■ Work order
Transcribe exactly the lines that fall between the one holding "Category: running figure logo" and the one holding "Keypoints: one point per instance, placed on the lip", inclusive, from the entries below.

■ Material supplied
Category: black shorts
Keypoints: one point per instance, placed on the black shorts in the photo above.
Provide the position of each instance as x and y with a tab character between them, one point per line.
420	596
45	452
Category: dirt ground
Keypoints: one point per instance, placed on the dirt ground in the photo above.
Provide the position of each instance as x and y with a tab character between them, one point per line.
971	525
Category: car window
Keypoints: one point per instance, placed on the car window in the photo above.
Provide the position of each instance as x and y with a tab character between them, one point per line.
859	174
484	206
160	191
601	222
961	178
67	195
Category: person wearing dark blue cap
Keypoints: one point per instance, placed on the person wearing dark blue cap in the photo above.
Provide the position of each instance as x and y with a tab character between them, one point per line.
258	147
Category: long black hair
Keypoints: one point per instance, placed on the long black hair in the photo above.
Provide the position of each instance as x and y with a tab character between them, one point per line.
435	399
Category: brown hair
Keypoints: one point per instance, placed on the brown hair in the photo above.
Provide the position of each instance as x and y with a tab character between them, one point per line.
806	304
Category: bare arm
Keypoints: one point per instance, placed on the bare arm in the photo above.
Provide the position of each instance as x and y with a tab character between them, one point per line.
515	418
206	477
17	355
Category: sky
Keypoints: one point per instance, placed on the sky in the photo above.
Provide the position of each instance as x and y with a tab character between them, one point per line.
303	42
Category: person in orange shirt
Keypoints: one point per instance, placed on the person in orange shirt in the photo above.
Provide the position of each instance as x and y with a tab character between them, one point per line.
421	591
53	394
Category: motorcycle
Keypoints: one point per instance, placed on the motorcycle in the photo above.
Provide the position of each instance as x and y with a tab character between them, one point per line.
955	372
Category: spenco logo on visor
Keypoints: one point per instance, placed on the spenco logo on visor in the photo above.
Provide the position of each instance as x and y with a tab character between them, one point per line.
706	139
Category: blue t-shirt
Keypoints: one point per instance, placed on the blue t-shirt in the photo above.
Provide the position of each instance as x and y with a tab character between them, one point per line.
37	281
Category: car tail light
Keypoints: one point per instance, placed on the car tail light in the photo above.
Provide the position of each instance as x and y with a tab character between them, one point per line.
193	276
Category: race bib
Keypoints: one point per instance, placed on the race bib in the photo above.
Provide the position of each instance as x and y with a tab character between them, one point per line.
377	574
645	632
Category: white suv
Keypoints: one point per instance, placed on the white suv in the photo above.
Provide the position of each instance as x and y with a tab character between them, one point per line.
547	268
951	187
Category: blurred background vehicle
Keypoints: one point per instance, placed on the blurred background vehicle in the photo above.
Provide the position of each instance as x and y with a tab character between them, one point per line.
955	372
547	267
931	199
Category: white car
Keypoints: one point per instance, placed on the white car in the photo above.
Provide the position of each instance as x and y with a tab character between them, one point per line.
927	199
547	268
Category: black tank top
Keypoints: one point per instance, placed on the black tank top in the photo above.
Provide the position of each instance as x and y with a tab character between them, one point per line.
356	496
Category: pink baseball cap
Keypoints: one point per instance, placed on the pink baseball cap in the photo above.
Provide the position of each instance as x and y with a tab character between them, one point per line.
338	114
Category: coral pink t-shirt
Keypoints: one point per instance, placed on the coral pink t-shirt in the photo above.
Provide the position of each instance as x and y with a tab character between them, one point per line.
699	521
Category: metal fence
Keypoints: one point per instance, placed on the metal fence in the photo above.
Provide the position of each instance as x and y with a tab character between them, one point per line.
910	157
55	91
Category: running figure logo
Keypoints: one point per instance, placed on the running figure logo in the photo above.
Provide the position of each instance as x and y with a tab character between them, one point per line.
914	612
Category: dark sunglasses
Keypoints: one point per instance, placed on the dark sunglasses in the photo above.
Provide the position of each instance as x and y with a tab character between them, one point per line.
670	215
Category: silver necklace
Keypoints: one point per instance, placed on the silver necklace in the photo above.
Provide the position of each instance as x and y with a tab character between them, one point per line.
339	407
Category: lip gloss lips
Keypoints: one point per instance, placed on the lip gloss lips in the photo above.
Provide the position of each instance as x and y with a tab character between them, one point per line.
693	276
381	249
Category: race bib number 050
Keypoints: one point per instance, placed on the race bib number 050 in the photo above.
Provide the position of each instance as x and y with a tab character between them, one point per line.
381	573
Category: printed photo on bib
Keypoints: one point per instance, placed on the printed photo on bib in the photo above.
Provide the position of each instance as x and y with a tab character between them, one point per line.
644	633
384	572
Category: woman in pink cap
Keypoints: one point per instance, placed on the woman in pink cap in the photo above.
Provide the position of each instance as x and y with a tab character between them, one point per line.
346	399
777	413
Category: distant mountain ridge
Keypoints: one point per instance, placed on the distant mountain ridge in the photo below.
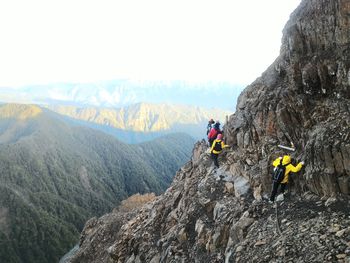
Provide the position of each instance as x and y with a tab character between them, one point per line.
55	175
121	93
152	120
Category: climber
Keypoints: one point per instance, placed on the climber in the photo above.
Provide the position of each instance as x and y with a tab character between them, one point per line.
214	133
216	148
210	125
283	167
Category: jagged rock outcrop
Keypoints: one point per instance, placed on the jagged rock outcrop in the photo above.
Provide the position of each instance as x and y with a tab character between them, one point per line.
304	98
219	215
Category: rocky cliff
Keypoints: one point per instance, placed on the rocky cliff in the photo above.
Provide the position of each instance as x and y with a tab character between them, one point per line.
220	215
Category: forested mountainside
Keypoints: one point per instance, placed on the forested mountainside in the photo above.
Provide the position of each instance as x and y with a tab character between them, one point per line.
55	176
222	215
144	121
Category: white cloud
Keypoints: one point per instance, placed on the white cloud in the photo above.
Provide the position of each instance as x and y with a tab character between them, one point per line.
49	41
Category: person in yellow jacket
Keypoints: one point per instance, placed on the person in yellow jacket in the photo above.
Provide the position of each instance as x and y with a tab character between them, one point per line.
283	167
216	149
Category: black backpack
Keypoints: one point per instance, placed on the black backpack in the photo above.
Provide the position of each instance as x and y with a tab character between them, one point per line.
279	172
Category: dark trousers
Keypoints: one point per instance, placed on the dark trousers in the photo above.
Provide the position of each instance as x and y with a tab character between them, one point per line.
214	156
275	188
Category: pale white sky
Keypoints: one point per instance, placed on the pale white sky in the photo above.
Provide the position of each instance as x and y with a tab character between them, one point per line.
45	41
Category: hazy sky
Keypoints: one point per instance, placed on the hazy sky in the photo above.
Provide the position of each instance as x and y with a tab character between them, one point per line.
44	41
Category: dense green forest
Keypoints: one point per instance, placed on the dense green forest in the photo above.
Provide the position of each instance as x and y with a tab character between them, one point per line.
54	176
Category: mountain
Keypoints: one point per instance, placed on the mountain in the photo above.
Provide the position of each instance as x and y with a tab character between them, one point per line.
54	176
144	121
122	93
222	215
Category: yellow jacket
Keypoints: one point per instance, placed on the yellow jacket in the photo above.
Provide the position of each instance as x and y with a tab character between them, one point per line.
289	168
223	145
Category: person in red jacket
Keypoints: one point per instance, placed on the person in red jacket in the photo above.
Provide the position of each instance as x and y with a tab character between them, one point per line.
214	133
216	148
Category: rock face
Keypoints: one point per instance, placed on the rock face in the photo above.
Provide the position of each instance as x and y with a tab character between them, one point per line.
219	215
303	97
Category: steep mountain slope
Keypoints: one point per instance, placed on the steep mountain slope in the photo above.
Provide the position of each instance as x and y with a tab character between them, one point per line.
145	121
219	215
54	176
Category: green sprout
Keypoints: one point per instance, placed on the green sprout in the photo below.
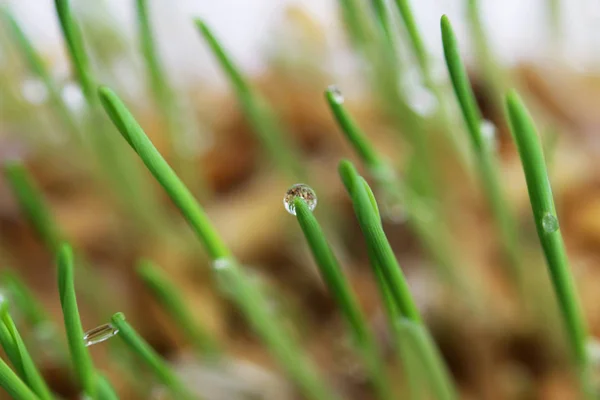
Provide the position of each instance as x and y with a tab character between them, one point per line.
169	297
346	300
486	162
82	361
546	223
159	367
247	296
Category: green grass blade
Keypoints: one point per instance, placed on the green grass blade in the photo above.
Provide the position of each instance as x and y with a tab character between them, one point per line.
486	163
260	115
164	174
383	256
82	361
370	224
31	375
76	51
32	203
345	298
23	298
158	366
419	342
168	296
546	222
247	296
13	385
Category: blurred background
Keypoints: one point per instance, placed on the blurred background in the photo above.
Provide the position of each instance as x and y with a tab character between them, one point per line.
100	198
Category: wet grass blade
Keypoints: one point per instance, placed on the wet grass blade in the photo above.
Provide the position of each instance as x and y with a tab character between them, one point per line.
340	289
82	362
159	367
484	155
31	375
13	385
382	253
168	296
260	115
548	229
246	295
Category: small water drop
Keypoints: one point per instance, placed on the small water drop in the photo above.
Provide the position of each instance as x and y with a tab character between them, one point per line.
549	223
489	134
304	192
99	334
34	91
336	94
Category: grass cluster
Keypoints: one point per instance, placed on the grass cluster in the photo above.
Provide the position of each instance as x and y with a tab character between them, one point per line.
373	32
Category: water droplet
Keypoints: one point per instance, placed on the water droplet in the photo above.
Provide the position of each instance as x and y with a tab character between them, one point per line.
99	334
549	223
336	94
304	192
489	134
73	96
34	91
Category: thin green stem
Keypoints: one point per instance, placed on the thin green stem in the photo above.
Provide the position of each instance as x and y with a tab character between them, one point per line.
546	222
486	162
159	367
75	45
381	252
342	292
133	133
13	385
30	373
82	361
169	297
246	295
260	115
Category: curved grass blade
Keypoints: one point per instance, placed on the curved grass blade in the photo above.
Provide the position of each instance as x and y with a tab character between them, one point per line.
380	250
168	295
546	222
246	295
82	362
260	115
76	53
31	375
32	204
342	292
13	385
486	163
159	367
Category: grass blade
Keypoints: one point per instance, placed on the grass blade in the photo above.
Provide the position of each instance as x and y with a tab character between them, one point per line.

■ Written answer
Category: running figure logo
Keypoints: one point per instance, placed on the running figure logo in the photo above.
Provide the position of each instance as x and y with a tab character between them, one point per line.
914	612
Category: dark sunglasses
Keypoints: one point per instance, placed on the dark sunglasses in the photo above.
Provide the position of each instance as x and y with a tab character between them, one point per line.
670	215
Category: silver necklace
Keypoints: one point per instance, placed on the silver necklace in the photo above.
Provide the position of each instance as x and y with a tab character between them, one point per line.
339	407
Category: lip gloss lips
Keypoints: one point per instance, placed on the lip gloss lips in the photo above.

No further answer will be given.